*** Opening Extracted text ***

Millennial Burnout and the Demise of Vocations
By now, thousands of people have read Anne Helen Petersen’s widely-shared BuzzFeed News article, “How Millennials Became the Burnout Generation.” It’s a well-written article, and one that raises some valid concerns about the future of an enormous demographic. But I can’t help wondering if the phenomenon Petersen is driving at reflects a deeper generational crisis than simply financial instability.
At the heart of Petersen’s analysis is a harsh dichotomy between the promise of early millennial life—you can be anything you want to be—and the sterile reality of millennial adulthood—you are your employment and nothing else. To take Petersen at her word, the promise justified many childhoods of relentless optimization and discipline and high-stakes testing, none of which truly paved the way for freedom and workplace bliss. But there is a faulty premise underlying this account: the assumption that who one is is truly reducible to how one makes a living, and how one is viewed by the surrounding culture.
Indeed, the problem Peterson discusses was baked in from the start, because both millennial mantras—you can be anything you want to be and you are your employment and nothing else—are false. First, there is no such thing as a “completely independent” or “fully autonomous” individual. As finite creatures born into contingent circumstances, we quite simply cannot be whatever we want to be. Some settings we choose; others we are born into—but we cannot opt out of the duties we face without leaving ruin and pain in our wake. And second, we are always more than our simple day-to-day employment: we have duties and goals and responsibilities that exceed any single job description.

*** Closing Extracted text ***
*** Opening Extracted records ***

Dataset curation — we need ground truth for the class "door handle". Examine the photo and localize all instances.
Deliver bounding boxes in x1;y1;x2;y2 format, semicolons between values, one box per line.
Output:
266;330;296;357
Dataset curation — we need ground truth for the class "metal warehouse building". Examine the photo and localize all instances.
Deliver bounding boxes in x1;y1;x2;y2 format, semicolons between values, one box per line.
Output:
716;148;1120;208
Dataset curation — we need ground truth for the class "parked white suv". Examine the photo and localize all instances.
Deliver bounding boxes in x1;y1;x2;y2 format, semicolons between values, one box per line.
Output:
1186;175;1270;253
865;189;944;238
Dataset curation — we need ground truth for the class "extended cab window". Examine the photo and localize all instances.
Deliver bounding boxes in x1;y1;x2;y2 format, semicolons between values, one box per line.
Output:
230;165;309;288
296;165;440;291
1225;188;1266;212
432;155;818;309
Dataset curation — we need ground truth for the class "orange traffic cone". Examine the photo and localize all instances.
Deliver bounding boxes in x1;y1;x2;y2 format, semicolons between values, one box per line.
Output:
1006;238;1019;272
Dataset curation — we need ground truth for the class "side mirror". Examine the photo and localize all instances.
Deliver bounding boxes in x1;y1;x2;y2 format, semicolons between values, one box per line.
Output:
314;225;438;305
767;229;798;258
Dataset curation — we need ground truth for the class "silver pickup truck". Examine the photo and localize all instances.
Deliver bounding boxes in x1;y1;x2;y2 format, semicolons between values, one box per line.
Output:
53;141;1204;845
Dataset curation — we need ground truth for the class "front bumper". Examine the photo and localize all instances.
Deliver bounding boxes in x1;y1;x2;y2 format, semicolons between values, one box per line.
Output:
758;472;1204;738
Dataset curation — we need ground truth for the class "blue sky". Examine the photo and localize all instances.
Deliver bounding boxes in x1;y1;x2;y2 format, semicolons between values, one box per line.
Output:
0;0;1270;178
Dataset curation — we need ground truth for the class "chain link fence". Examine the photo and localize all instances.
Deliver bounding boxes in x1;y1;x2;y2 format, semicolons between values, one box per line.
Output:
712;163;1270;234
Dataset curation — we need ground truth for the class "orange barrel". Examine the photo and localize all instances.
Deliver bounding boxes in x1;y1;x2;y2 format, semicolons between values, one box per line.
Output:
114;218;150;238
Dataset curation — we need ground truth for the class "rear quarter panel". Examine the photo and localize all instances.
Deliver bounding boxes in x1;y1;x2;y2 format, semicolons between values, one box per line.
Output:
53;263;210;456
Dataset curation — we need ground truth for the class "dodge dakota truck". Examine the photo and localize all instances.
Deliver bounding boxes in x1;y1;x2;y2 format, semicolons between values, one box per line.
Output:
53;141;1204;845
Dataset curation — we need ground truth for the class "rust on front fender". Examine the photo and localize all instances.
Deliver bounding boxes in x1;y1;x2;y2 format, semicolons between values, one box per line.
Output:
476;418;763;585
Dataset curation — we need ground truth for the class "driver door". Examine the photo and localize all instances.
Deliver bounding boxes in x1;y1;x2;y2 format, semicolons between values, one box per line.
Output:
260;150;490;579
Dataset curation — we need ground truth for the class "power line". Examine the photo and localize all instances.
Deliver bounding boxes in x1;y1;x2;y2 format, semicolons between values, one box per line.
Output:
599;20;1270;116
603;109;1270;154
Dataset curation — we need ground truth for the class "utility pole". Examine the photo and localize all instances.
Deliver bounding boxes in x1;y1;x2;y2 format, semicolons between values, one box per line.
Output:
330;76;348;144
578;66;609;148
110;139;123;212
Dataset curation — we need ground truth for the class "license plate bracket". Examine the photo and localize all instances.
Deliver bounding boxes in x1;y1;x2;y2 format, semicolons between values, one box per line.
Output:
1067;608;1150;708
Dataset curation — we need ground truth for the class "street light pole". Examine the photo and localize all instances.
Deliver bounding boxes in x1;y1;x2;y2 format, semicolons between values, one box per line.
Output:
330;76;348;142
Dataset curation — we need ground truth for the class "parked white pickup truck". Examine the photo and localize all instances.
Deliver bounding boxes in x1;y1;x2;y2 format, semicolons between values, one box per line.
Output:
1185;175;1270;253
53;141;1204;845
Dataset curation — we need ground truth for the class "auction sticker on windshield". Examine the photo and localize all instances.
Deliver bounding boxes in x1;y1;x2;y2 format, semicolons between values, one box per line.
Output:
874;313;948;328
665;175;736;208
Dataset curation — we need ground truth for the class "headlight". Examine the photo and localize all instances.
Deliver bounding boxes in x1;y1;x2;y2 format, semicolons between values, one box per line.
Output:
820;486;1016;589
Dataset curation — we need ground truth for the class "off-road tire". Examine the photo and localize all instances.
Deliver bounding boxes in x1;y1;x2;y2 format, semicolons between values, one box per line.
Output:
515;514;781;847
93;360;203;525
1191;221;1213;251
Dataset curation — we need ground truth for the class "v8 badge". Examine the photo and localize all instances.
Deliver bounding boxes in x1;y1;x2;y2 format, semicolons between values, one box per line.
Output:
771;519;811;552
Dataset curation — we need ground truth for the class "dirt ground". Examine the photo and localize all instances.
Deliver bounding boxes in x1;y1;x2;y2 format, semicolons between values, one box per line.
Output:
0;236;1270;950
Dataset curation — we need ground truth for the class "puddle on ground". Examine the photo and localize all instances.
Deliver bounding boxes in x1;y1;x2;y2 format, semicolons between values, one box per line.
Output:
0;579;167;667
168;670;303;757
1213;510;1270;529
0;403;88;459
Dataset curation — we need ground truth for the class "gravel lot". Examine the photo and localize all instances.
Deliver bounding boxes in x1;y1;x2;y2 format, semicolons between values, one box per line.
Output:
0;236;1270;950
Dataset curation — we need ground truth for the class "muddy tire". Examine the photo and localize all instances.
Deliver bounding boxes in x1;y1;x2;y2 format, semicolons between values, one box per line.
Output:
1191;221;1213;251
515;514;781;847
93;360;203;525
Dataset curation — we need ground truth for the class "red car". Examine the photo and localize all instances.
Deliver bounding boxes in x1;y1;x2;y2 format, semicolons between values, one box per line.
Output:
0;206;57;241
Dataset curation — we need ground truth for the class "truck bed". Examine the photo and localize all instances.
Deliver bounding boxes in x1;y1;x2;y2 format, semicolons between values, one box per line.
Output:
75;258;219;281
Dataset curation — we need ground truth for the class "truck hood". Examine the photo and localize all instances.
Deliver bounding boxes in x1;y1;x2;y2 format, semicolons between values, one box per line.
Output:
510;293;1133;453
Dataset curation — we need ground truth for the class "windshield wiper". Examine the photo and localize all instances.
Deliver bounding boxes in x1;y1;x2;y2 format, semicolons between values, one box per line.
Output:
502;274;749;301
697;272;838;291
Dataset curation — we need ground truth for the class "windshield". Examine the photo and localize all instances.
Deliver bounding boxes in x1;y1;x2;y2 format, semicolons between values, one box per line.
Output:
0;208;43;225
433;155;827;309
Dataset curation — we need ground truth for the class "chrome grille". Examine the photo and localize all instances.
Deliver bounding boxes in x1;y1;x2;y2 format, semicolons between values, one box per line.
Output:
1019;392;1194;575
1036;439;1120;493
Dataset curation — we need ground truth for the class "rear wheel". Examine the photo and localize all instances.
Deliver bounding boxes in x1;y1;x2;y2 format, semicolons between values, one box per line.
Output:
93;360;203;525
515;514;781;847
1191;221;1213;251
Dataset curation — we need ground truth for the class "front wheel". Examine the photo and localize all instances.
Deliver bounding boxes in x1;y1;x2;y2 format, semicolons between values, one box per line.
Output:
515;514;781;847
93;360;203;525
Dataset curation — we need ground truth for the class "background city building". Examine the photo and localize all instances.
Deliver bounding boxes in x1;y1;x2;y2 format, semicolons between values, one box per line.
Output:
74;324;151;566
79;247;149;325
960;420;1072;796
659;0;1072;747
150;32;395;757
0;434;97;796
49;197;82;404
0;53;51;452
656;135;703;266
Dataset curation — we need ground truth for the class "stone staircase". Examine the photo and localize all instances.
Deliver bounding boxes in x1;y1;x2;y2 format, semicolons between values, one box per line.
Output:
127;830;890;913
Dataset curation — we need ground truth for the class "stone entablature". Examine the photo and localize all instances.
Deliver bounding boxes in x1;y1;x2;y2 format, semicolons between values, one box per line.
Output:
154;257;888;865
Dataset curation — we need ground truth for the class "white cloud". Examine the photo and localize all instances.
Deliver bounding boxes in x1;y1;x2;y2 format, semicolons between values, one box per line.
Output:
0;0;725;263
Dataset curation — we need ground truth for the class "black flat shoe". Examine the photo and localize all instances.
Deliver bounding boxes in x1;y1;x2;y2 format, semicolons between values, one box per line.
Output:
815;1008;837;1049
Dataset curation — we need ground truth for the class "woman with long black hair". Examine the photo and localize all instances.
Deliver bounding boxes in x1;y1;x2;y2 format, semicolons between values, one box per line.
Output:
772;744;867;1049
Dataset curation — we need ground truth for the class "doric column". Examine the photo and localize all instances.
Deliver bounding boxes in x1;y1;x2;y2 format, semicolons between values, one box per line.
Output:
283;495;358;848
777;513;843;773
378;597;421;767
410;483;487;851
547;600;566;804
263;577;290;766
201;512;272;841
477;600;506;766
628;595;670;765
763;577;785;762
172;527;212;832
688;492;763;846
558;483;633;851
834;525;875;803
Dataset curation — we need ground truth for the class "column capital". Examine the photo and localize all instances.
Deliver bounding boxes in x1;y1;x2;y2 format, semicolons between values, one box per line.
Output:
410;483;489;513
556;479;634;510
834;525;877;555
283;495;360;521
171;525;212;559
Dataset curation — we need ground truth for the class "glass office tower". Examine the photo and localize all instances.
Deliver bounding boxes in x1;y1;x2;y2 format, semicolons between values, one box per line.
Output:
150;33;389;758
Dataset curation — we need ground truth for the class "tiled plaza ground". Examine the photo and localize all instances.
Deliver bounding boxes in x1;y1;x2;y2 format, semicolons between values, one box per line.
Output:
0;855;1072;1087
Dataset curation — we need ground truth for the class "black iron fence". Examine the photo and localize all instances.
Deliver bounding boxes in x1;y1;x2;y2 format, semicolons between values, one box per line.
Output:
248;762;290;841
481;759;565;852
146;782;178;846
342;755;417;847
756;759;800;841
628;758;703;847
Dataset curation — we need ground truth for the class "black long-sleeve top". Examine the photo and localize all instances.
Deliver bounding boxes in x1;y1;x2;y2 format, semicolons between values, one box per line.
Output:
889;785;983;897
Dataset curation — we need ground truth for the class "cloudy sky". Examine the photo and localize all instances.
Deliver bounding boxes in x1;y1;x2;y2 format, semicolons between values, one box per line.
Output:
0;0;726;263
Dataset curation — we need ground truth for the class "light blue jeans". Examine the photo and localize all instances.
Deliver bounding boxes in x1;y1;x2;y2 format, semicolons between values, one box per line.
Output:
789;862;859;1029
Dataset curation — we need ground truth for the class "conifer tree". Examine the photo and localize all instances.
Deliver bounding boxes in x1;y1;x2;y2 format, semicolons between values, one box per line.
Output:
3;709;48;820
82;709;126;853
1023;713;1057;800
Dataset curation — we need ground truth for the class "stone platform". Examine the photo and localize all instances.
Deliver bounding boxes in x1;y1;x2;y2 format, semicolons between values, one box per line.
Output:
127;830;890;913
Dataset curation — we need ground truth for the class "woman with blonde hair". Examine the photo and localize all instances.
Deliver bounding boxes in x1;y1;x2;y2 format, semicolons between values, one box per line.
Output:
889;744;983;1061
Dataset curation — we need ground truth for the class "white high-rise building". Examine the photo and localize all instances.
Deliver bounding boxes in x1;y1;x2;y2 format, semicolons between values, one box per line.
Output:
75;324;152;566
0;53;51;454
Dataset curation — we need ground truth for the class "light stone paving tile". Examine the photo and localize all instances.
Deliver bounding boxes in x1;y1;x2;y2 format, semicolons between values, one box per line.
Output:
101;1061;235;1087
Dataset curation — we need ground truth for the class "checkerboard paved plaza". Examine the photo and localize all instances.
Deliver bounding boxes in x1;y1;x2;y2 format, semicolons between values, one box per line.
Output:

*** Closing Extracted records ***

__Instructions for the task__:
Reproduce the millennial burnout essay between "Indeed, the problem" and "single job description.", inclusive, replacing "finite creatures" with "mortal creatures".

__Answer for the task__:
Indeed, the problem Peterson discusses was baked in from the start, because both millennial mantras—you can be anything you want to be and you are your employment and nothing else—are false. First, there is no such thing as a “completely independent” or “fully autonomous” individual. As mortal creatures born into contingent circumstances, we quite simply cannot be whatever we want to be. Some settings we choose; others we are born into—but we cannot opt out of the duties we face without leaving ruin and pain in our wake. And second, we are always more than our simple day-to-day employment: we have duties and goals and responsibilities that exceed any single job description.